## WHAT THE TASK ASKS
In the Allan Carr obituary below, extract the passage between "Allan Carr, the" and "and Lisa Hartman.", inclusive, copying it word for word.

--- PROVIDED TEXT ---

Allan Carr, the flamboyant theatre and film producer who presented Broadway's La Cage aux Folles and the film "Grease," died June 29 of cancer, according to Reuters.

A Paramount Pictures spokeswoman told Reuters Mr. Carr died at his Los Angeles home at age 62.

Known for his extravagant lifestyle -- star-studded parties, wild clothes, full-length furs -- and his associations with mega celebrities such as Elton John, Mr. Carr was said to have discovered Marlo Thomas, Michelle Pfeiffer, Steve Guttenberg and Lisa Hartman.

He had health problems over the years, and in 1998 underwent a kidney transplant.

--- DATASET ---

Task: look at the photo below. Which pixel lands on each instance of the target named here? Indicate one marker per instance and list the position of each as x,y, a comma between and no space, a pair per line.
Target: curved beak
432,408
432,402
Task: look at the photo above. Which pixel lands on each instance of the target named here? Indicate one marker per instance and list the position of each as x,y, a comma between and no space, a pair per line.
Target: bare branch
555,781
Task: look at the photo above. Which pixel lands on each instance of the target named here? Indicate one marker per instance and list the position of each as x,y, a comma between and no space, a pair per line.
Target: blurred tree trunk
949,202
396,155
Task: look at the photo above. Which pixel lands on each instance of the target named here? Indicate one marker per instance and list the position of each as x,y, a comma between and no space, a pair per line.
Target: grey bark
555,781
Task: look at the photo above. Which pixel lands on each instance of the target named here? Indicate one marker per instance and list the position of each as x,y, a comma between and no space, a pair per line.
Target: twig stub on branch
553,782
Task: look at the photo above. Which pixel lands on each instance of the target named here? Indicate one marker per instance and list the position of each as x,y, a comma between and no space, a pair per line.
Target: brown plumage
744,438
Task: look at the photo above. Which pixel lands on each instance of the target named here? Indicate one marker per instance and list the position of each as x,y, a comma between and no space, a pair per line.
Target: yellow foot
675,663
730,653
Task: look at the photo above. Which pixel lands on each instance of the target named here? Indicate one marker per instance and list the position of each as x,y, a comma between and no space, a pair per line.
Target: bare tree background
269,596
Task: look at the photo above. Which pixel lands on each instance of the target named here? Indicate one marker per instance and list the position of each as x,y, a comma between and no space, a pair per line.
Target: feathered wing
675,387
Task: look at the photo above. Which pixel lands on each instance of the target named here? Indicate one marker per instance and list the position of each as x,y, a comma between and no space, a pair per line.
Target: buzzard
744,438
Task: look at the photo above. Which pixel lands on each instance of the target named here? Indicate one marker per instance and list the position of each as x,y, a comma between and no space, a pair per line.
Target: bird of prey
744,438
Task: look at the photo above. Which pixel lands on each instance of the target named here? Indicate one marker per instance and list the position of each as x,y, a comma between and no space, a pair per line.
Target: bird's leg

---

## YOUR SOLUTION
Allan Carr, the flamboyant theatre and film producer who presented Broadway's La Cage aux Folles and the film "Grease," died June 29 of cancer, according to Reuters.

A Paramount Pictures spokeswoman told Reuters Mr. Carr died at his Los Angeles home at age 62.

Known for his extravagant lifestyle -- star-studded parties, wild clothes, full-length furs -- and his associations with mega celebrities such as Elton John, Mr. Carr was said to have discovered Marlo Thomas, Michelle Pfeiffer, Steve Guttenberg and Lisa Hartman.